▶ [Description of the task]
Swap "shoreline" for "coastline" in everything from the line that contains "Note to the class: point out the green hill" down to the end of the entries, and write those lines out again with nothing else changed.

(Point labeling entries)
>> BEGIN

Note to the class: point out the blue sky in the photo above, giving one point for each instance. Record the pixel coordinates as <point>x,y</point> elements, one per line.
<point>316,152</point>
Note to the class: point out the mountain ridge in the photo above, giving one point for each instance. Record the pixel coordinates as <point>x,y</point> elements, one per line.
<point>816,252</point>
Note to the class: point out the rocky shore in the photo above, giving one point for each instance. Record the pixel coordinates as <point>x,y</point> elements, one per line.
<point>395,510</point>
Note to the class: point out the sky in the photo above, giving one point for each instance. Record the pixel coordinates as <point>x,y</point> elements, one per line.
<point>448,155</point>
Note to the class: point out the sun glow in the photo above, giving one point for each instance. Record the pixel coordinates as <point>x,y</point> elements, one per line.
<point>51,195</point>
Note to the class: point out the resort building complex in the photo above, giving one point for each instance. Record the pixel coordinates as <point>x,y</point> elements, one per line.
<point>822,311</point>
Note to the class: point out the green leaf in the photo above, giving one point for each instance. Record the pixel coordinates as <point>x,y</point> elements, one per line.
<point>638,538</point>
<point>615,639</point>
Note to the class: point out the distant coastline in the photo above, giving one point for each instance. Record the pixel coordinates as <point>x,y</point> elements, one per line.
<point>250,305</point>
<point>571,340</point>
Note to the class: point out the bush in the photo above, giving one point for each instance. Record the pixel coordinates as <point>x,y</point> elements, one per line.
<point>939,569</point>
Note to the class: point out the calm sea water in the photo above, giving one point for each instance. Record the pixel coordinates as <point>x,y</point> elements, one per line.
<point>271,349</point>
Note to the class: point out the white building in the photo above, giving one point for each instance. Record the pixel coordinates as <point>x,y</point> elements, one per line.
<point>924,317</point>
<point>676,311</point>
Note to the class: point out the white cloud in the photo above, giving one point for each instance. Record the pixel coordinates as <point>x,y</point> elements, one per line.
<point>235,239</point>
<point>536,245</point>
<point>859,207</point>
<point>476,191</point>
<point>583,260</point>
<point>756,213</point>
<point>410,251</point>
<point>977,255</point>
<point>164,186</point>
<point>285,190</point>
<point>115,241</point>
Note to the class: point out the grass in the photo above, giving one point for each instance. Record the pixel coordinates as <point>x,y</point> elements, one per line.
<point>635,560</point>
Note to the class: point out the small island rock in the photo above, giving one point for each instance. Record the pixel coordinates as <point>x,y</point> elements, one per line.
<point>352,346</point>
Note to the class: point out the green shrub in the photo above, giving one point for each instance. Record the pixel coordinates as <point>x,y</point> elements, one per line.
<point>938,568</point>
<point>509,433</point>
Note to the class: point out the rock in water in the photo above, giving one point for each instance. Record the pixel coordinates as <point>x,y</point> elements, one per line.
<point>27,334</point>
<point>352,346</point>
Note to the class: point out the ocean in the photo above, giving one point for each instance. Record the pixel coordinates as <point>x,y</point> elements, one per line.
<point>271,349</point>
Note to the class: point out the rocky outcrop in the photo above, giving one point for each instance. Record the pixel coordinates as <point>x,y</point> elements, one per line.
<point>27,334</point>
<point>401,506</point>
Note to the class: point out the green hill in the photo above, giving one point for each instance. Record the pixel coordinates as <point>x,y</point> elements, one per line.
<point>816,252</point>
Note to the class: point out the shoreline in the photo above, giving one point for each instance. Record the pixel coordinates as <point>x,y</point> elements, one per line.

>> END

▶ [In response]
Note to the class: point out the green hill in the photo above, giving one point for each instance. Record the pixel coordinates as <point>x,y</point> elements, one per line.
<point>816,252</point>
Note to the class: point out the coastline in the photo above, giving one point for each instance. Record the pixel coordinates as <point>x,y</point> elements, one per line.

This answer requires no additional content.